Let's recap. These Very Serious People somehow completely ignored the lessons of the Great Depression, one of the seminal events of the 20th Century, and they don't understand the Keynesian economic principles that drove America's recovery. They're hardly alone in that, with austerity being all the rage these days (for the lower classes only, of course). However, it's further proof that the Beltway Conventional Wisdom is often pretty dumb, and the chattering class just does not know or care much about policy – even if that policy is absolutely crucial. They actually thought (and still think) that cutting government spending in a recession is a great idea.

These Very Serious People also thought that taking a routine but vital action, raising the debt ceiling, and holding it hostage, was a good idea. Seriously. They thought threatening the very functioning of the government and the American economy was a good idea.

The Very Serious People also thought, somehow, against a mountain of evidence, that the Republican Party was at its heart reasonable, and would never actually go all the way through with their threat – a threat the VSPs were cheering on. Even though many of these people are paid to cover politics, they completely misread GOP inflexibility and insanity, which is nothing but, oh, the major political development of the past 10-30 years.

Lastly, the Very Serious People refused to report the debt ceiling situation accurately, continually insisting that "both sides are equally to blame." This made the situation even worse. Needless to say, they also ignored their own culpability in egging it on.

In rough stupid-evil-crazy terms, that would be a whole mess of stupidity, followed by astounding recklessness and irresponsibility, followed by are-you-fucking-kidding-me stupidity, followed by gutlessness and dishonesty.

Unfortunately, this is a recurring pattern, in general terms, at least. Most glaringly, consider media conduct leading up to the Iraq War and afterward. The chattering class does not value policy. That would take time. Plus, as a privileged class, most policies that hurt the middle class will not after the political class much. This means they've both unable and unwilling to make fact-based, qualitative judgments about most political issues. Others will suffer, not them.

Meanwhile, even if they're not right-wing, or don't identify themselves as such, they are often simpatico with the right-wing's goals. At the very least, they are strangely indulgent of, oh, threatening the government's basic ability to function, cutting tax cuts further for the rich and calling war skeptics traitors.

Finally, they whitewash their own role in creating these messes. How many Iraq War cheerleaders have truly repented, and detailed how they were wrong? I can think of a handful, but not many. Many reporters offered unduly rosy accounts of Iraq years after the invasion, I suspect because they thought it would somehow vindicate their colossally poor judgment. They were likewise subservient in the coverage of the Bush administration's torture regime. Similarly, even now, many reporters are reluctant to point out exactly how disastrous the Bush administration was economically.

RAW DATA >>
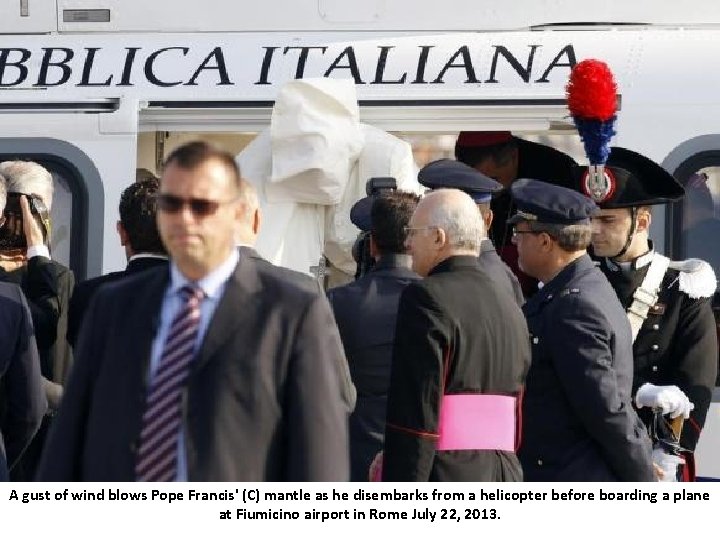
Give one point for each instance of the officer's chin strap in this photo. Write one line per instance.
(631, 234)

TASKS FOR THIS EXERCISE >>
- 1) Output everything from "Lastly, the Very" down to "gutlessness and dishonesty." in the commentary on the Very Serious People, copying it word for word.
- 2) Answer these questions using the commentary on the Very Serious People:
(a) What routine but vital action does it say they thought it was a good idea to hold hostage?
(b) What did they continually insist about the debt ceiling situation?
(c) Which war does it name as the most glaring example of media conduct?

RESPONSES PER TASK >>
- 1)
Lastly, the Very Serious People refused to report the debt ceiling situation accurately, continually insisting that "both sides are equally to blame." This made the situation even worse. Needless to say, they also ignored their own culpability in egging it on.

In rough stupid-evil-crazy terms, that would be a whole mess of stupidity, followed by astounding recklessness and irresponsibility, followed by are-you-fucking-kidding-me stupidity, followed by gutlessness and dishonesty.

- 2)
(a) Raising the debt ceiling.
(b) That "both sides are equally to blame."
(c) The Iraq War.